Pull out every line in the listing below that contains the string "trunk", and copy each of those lines in full.

##### Data for this exercise #####

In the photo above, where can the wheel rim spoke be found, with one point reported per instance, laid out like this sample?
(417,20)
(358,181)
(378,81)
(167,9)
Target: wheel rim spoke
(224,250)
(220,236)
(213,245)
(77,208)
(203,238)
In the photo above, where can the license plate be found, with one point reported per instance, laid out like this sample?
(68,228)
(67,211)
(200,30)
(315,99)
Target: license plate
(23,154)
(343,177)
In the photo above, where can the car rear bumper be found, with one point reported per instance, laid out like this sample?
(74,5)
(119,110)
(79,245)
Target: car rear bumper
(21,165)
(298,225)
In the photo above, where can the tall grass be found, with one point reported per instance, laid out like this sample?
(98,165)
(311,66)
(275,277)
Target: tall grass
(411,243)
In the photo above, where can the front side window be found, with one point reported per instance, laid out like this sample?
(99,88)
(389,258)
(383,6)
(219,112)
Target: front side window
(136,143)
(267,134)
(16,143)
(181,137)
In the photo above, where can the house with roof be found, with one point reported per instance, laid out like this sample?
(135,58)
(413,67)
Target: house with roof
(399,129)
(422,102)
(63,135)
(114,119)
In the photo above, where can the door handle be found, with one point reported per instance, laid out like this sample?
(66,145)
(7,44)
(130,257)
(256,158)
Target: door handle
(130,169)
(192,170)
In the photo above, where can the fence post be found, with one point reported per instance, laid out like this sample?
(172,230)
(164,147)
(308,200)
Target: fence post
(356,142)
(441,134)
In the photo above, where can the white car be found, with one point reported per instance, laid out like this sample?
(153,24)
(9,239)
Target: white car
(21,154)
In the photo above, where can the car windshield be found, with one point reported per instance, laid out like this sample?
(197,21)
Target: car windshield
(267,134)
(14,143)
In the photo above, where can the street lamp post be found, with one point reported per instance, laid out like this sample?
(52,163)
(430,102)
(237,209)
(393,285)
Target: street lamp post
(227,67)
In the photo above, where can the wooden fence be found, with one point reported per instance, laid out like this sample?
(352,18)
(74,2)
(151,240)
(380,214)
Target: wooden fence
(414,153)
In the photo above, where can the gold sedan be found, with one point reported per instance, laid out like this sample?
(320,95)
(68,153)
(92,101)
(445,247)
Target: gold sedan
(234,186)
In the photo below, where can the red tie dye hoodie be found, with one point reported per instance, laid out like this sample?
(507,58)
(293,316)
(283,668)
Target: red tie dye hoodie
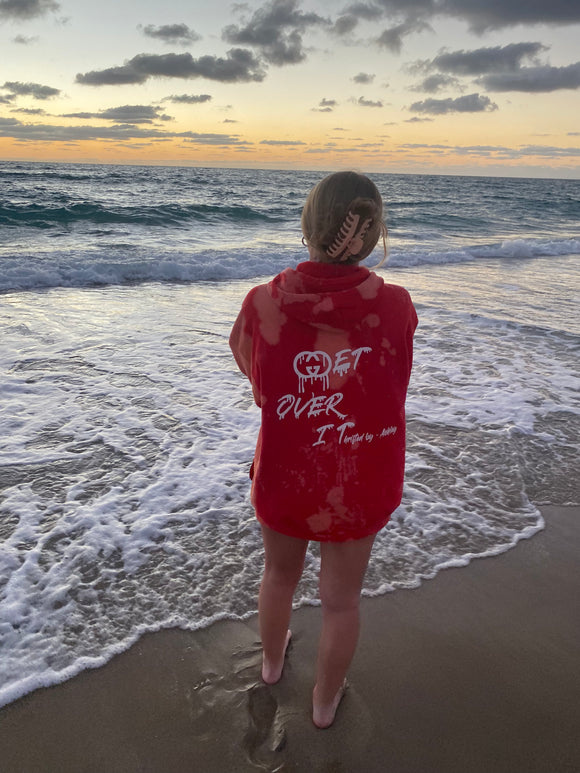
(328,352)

#####
##### Data for this exercise #####

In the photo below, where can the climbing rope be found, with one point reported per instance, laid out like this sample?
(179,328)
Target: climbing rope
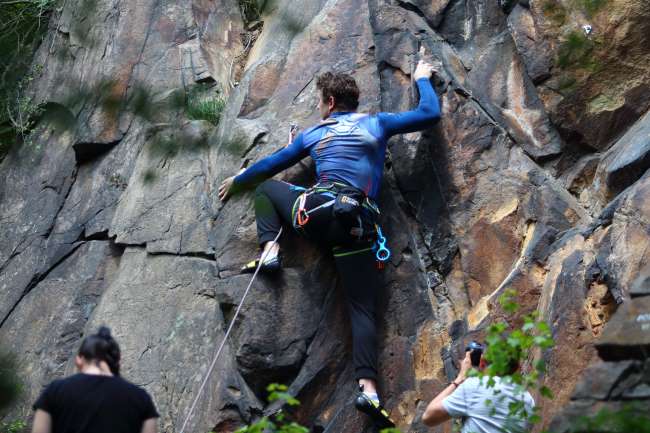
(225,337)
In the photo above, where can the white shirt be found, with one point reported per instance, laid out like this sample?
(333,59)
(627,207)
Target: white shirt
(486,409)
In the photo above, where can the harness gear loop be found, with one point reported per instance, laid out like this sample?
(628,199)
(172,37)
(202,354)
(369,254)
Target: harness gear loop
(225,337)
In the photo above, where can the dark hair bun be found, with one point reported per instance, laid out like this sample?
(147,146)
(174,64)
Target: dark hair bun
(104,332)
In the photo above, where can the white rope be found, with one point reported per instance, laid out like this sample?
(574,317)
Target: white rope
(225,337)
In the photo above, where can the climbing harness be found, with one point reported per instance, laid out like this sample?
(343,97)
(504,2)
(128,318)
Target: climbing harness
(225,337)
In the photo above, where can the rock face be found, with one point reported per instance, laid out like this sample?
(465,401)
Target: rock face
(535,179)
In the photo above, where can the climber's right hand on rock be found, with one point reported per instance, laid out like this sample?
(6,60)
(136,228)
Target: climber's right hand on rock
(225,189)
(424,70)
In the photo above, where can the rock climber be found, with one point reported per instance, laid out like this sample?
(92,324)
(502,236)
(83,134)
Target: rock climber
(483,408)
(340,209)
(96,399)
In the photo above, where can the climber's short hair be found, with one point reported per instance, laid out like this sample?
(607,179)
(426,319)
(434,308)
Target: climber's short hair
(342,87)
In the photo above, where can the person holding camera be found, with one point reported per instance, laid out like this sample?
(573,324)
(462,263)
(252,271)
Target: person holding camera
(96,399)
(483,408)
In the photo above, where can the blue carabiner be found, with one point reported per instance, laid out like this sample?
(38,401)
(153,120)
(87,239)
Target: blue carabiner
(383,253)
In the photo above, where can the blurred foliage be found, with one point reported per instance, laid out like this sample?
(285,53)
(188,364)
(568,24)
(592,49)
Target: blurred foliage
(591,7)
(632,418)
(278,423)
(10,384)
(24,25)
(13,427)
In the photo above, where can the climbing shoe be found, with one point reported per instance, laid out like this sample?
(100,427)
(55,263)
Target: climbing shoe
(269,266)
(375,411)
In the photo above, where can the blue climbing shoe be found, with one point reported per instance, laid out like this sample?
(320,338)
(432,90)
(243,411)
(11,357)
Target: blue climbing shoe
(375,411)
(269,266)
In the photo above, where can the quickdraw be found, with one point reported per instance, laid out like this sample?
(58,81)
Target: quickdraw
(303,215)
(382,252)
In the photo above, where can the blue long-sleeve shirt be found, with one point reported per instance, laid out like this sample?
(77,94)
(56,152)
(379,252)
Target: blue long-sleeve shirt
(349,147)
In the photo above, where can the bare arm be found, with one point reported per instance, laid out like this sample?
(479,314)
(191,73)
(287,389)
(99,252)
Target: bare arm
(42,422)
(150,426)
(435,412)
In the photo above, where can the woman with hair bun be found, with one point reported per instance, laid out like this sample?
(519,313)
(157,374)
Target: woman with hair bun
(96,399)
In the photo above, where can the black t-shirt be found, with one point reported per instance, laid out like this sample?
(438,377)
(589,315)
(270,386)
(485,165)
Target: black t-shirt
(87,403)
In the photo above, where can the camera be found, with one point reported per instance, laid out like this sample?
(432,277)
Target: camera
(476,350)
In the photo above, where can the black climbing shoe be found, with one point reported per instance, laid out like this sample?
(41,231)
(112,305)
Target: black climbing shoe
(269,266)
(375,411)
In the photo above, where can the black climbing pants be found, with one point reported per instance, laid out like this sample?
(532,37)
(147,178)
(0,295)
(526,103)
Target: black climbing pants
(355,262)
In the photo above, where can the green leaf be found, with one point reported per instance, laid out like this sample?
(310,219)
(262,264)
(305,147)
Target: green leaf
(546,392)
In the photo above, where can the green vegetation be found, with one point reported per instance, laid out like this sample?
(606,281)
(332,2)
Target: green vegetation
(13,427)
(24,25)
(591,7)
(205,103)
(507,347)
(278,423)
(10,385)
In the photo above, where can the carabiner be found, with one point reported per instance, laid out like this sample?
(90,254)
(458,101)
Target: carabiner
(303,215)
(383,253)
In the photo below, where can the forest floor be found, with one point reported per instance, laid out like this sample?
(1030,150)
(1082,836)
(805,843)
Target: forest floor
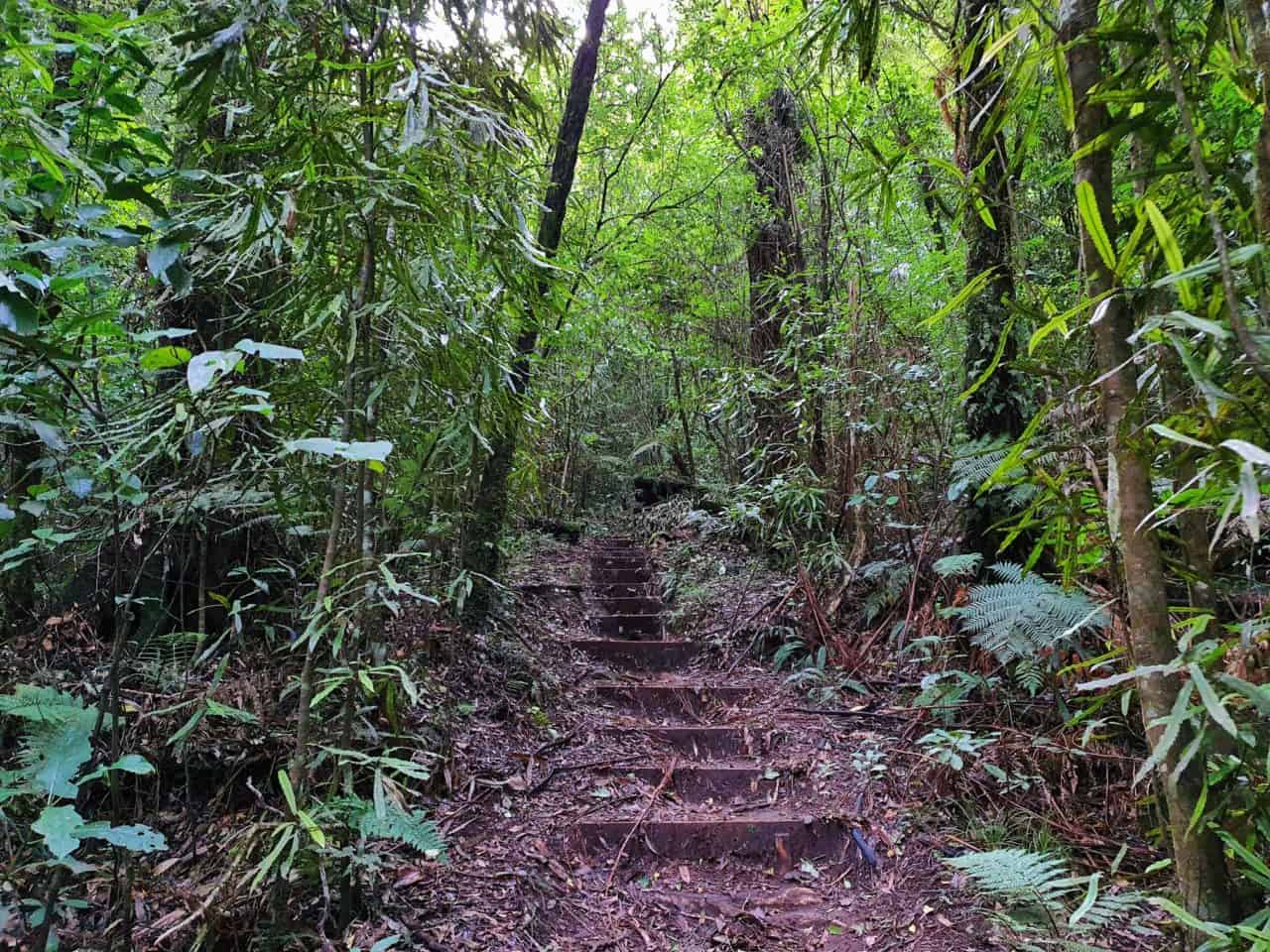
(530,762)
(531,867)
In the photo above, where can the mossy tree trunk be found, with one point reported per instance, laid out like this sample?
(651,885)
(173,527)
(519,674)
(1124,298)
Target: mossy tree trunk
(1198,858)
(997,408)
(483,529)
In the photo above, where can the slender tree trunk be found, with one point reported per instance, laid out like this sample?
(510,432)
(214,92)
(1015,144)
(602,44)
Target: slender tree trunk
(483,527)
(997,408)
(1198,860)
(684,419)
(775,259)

#####

» **Exercise output**
In the photo above, where can the mossy tree trunk be found, with one point reported per instance, laid out like this sample?
Target: mossy tree trunk
In the photo above, where can the slender tree trunk be found, with one point reported per instance, laid out like this sample?
Target: slender tree trunk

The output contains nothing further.